:: Input material ::
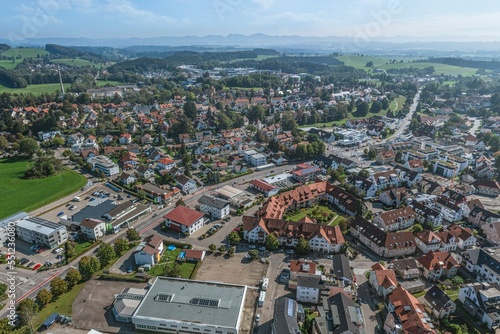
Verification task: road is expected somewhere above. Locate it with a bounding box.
[469,117,481,135]
[0,162,294,319]
[389,90,421,140]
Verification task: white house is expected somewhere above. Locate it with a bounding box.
[133,234,164,266]
[80,218,106,240]
[296,274,322,304]
[176,174,198,194]
[164,205,206,235]
[458,282,500,330]
[198,195,230,219]
[373,207,416,232]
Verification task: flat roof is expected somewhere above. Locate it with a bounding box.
[16,217,65,235]
[0,212,29,228]
[111,204,150,227]
[72,200,117,222]
[262,173,291,184]
[133,277,246,328]
[214,185,244,199]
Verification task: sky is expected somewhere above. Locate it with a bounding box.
[2,0,500,41]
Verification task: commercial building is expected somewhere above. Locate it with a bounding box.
[244,150,267,166]
[87,155,119,176]
[117,277,248,334]
[0,212,29,244]
[15,217,68,249]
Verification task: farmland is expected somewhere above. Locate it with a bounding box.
[0,83,70,95]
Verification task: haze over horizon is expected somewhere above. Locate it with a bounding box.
[3,0,500,43]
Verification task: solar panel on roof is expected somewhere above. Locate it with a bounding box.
[190,297,220,308]
[155,293,174,302]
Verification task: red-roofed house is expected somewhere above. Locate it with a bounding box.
[182,249,206,262]
[134,234,164,266]
[417,251,459,281]
[249,179,280,197]
[369,263,398,298]
[164,205,206,235]
[291,164,321,183]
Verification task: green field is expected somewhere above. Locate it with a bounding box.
[52,58,95,67]
[337,54,424,70]
[147,248,196,278]
[0,59,21,69]
[96,80,123,87]
[2,47,48,58]
[379,61,479,76]
[0,83,70,95]
[0,158,87,219]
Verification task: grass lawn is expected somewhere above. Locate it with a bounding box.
[285,205,336,223]
[0,59,21,69]
[32,282,85,331]
[412,290,426,298]
[445,287,460,301]
[389,95,407,112]
[379,61,478,76]
[0,158,87,219]
[0,83,70,95]
[147,248,196,278]
[52,58,95,67]
[330,215,347,226]
[336,54,424,70]
[2,47,48,58]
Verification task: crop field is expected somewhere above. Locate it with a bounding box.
[0,83,70,95]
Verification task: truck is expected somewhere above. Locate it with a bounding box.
[258,291,266,307]
[73,196,81,202]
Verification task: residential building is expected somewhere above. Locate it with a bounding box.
[272,297,302,334]
[347,175,377,198]
[164,205,206,235]
[468,205,500,227]
[424,285,456,319]
[457,248,500,284]
[379,187,407,207]
[323,293,363,334]
[120,172,136,186]
[80,218,106,240]
[243,150,267,166]
[368,170,401,191]
[447,224,476,249]
[15,217,68,249]
[331,254,353,285]
[296,274,323,304]
[134,235,164,266]
[137,165,155,179]
[458,282,500,330]
[182,249,205,263]
[136,183,180,204]
[349,216,416,258]
[87,155,120,176]
[157,157,176,171]
[473,179,500,197]
[176,174,198,194]
[369,263,398,298]
[385,286,436,334]
[432,197,463,223]
[417,251,459,281]
[376,150,395,164]
[392,258,421,280]
[291,164,321,183]
[409,201,443,229]
[116,277,247,334]
[198,195,230,219]
[372,206,416,232]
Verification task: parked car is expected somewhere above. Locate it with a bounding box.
[286,250,294,254]
[57,212,64,217]
[255,314,260,325]
[249,245,256,249]
[326,255,333,259]
[259,246,266,251]
[127,266,134,273]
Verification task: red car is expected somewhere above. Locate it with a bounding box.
[32,263,41,270]
[37,248,46,253]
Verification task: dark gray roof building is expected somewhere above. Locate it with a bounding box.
[272,297,301,334]
[331,254,353,282]
[327,292,363,334]
[198,195,230,210]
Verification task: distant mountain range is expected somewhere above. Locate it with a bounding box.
[3,34,500,55]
:::
- _What you will do_
In full and without any pictures, print the listing above exactly.

- _Written answer_
Verification task: road is expected somewhere above. Locate it with a bounding box.
[469,117,481,135]
[0,162,294,319]
[389,90,421,140]
Verification task: white house is expected somewhere above. Locate it with a bounding box.
[133,234,164,266]
[80,218,106,240]
[296,274,322,304]
[176,174,198,194]
[164,205,206,235]
[458,282,500,330]
[198,195,230,219]
[373,207,416,232]
Verification task: flat roof is expected somewhere above. Locate it with a bounding box.
[16,217,65,235]
[0,212,29,228]
[111,204,150,227]
[72,200,117,222]
[262,173,291,184]
[133,277,246,328]
[214,185,244,199]
Verification task: sky is expected somewhere above. Locate it with a bounding box.
[2,0,500,41]
Verification task: commercial building is expected somewhere above. Locate it with a bounding box.
[244,150,267,166]
[87,155,119,176]
[117,277,248,334]
[0,212,29,244]
[15,217,68,249]
Verification task: farmland is expected somewhere above. Locate it with a bounding box.
[0,83,70,95]
Verification task: haze over horizon is expected somewhere above. Locate it with a bounding box.
[3,0,500,43]
Verification task: solar panel on roof is expected somewhere above. Locate it with a bounding box.
[190,297,220,308]
[155,293,174,302]
Verification task: red-roofed house is expected somewhere above. Locate it with a bounding box.
[182,249,206,262]
[134,234,164,266]
[417,251,459,281]
[249,179,280,197]
[369,263,398,298]
[164,205,206,235]
[291,164,321,183]
Verification task: green field is expected somewhere above. Locate it with a bounding box.
[52,58,95,67]
[337,54,424,70]
[147,248,196,278]
[0,59,21,69]
[96,80,123,87]
[2,47,48,58]
[379,61,479,76]
[0,83,70,95]
[0,158,87,219]
Verification task: grass lawn is expected somewhere above. Locate it with a bounding box.
[285,205,336,223]
[0,59,21,69]
[32,282,85,331]
[412,290,426,298]
[445,287,460,301]
[389,95,407,112]
[379,61,478,76]
[0,158,87,219]
[0,83,70,95]
[147,248,196,278]
[52,58,95,67]
[330,215,347,226]
[336,54,424,70]
[2,47,48,58]
Verification task: crop field is expected somewhere above. Locate it with a bounding box.
[0,83,70,95]
Verification task: truck is expected somewhere above. Locate it with a bounding box.
[258,291,266,307]
[73,196,81,202]
Verification task: residential building is expected somewhere above. Locate it with a bounding box.
[272,297,302,334]
[347,175,377,198]
[164,205,206,235]
[468,205,500,227]
[424,285,456,319]
[457,248,500,284]
[379,187,407,207]
[323,293,363,334]
[120,172,136,186]
[80,218,106,240]
[243,150,267,166]
[368,170,401,191]
[447,224,476,249]
[15,217,68,249]
[331,254,353,285]
[296,274,323,304]
[134,235,164,266]
[137,165,155,179]
[458,282,500,330]
[182,249,205,263]
[136,183,180,204]
[349,216,416,258]
[87,155,120,176]
[157,157,176,171]
[473,179,500,197]
[176,174,198,194]
[369,263,398,298]
[385,286,436,334]
[432,197,463,223]
[417,251,459,281]
[376,150,395,164]
[392,258,421,280]
[291,164,321,183]
[409,201,443,229]
[116,277,247,334]
[198,195,230,219]
[372,206,416,232]
Verification task: parked car is expected somewhere above. Locate it with a bounding box.
[286,250,294,254]
[57,212,64,217]
[255,314,260,325]
[249,245,256,249]
[326,255,333,259]
[259,246,266,251]
[127,266,134,273]
Verification task: red car is expected somewhere above. Locate it with a bounding box.
[32,263,41,270]
[37,248,46,253]
Verification task: dark gray roof building is expected somewhere above. Locate it with a bounding box.
[272,297,301,334]
[331,254,353,282]
[327,292,363,334]
[198,195,230,210]
Verification task: distant mountain range is expected somewhere above. Locate it with a bounding box.
[3,34,500,55]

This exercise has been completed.